* Study questions:
1. According to the pediatric nurse practitioner FAQ, which organization should accredit a pediatric nurse practitioner program?
2. What services does the pediatric nurse practitioner FAQ say a PNP provides? List every one it names.
3. Continue the pediatric nurse practitioner FAQ after its final answer, about who certifies pediatric nurse practitioners.
Text block Block Start
Frequently Asked Questions (FAQs)
What is a pediatric nurse practitioner?
A pediatric nurse practitioner (PNP) is an experienced registered nurse (RN) who has completed advanced graduate education at the master’s or doctoral level in pediatric health care. A PNP may provide a broad range of healthcare services for children from birth to 18 to 23 years of age. The age is dependent upon the focus of the PNP with some serving the typical college age population and some stopping at 18. A PNP provides nursing and medical care including health assessment, diagnosis of conditions, ordering and interpreting medical tests such as laboratory studies and X-rays, prescribing medications, and ordering therapeutic interventions such as physical therapy.
How do I become a pediatric nurse practitioner?
First, become a registered nurse (RN). This may be accomplished through a diploma program, an associate’s degree program, or a bachelor’s degree program. A registered nurse may apply to a master’s or doctoral degree program that offers a pediatric nurse practitioner tract. The program should be accredited by the Commission on Collegiate Nursing Education. The program will specify the minimum entry requirements. Some programs offer RN to Master of Science in Nursing (MSN) paths for RN’s that have not completed a bachelor’s degree while some require a bachelor’s degree in nursing for entry. Once the program is completed, successfully passing a certifying examination is required for licensure as a pediatric nurse practitioner in most states. After certification, a license must be obtained from the state in which patients will be seen for care.
Who certifies pediatric nurse practitioners?
Registered nurses who have successfully completed graduate education as a pediatric nurse practitioner from an accredited program may sit for the certification exam from either the Pediatric Nursing Certification Board or the American Nurses Credentialing Center.
Text block Block End
Material shown Block Start
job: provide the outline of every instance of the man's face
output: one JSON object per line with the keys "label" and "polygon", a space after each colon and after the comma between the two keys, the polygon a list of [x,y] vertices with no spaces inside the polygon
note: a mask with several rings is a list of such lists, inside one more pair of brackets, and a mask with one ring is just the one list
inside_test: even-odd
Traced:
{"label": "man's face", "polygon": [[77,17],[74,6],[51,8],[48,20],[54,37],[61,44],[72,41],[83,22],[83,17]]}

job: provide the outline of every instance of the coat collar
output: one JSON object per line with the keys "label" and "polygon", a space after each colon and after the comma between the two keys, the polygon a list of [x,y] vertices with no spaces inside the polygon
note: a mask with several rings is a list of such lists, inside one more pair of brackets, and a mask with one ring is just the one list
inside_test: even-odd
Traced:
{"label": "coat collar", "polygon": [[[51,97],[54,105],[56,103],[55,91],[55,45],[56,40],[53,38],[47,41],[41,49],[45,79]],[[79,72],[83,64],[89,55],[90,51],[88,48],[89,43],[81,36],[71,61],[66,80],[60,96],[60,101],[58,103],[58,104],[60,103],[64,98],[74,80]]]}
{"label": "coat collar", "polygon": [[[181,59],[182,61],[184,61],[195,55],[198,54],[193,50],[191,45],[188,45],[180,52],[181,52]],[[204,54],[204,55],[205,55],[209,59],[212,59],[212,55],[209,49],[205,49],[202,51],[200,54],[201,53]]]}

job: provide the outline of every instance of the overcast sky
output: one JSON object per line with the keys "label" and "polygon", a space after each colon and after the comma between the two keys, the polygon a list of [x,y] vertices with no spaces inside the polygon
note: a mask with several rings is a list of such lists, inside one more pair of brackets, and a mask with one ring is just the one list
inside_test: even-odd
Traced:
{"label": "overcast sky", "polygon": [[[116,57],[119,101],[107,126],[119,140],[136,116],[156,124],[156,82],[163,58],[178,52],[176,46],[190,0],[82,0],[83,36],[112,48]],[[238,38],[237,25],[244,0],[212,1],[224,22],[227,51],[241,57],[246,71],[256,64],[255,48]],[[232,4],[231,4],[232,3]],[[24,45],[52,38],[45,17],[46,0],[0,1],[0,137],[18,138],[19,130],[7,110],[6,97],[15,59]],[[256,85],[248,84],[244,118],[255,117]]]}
Material shown Block End
* Exercise results:
1. The Commission on Collegiate Nursing Education.

2.
- Health assessment
- Diagnosis of conditions
- Ordering and interpreting medical tests such as laboratory studies and X-rays
- Prescribing medications
- Ordering therapeutic interventions such as physical therapy

3.
What is NAPNAP?
The National Association of Pediatric Nurse Practitioners (NAPNAP) is the professional association for pediatric health care professionals of all disciplines who advocate for the health of children. Originally the National Association of Pediatric Nurse Associates and Practitioners when some states used the term nurse associate instead of nurse practitioner, the name changed in the early 2000’s to represent the current nomenclature. With over 7,000 members, the organization represents one of the largest bodies of advanced practice nurses in the nation.
How do I join the Virginia: Hampton Roads Chapter of NAPNAP?
Membership is open to all members of the national organization. An application for membership can be found on the website for NAPNAP at www.napnap.org . Designate the Virginia: Hampton Roads Chapter as your chapter of choice when applying.
Where did the acronym NAPNAP originate?
The original name of the organization was the National Association of Pediatric Nurse Associates and Practitioners. When the profession began there were a variety of terms used across the country with nurse practitioner and nurse associate being the most common. In the early 2000’s, the name was changed to reflect the disappearance of the title nurse associate.